— START OF PROVIDED DATA —
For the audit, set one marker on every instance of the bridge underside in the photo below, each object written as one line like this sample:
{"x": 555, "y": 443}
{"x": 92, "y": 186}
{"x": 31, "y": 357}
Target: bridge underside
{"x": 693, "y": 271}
— END OF PROVIDED DATA —
** EXERCISE REQUIREMENTS **
Put every line of the listing above into a JSON list of strings, one string per line, with blank lines left out.

** RESPONSE TO THE EXERCISE **
[
  "For the audit, set one marker on every instance of the bridge underside in the photo below, each object written as one line like this sample:",
  "{\"x\": 555, \"y\": 443}",
  "{\"x\": 92, \"y\": 186}",
  "{\"x\": 31, \"y\": 357}",
  "Target: bridge underside",
  "{\"x\": 693, \"y\": 271}"
]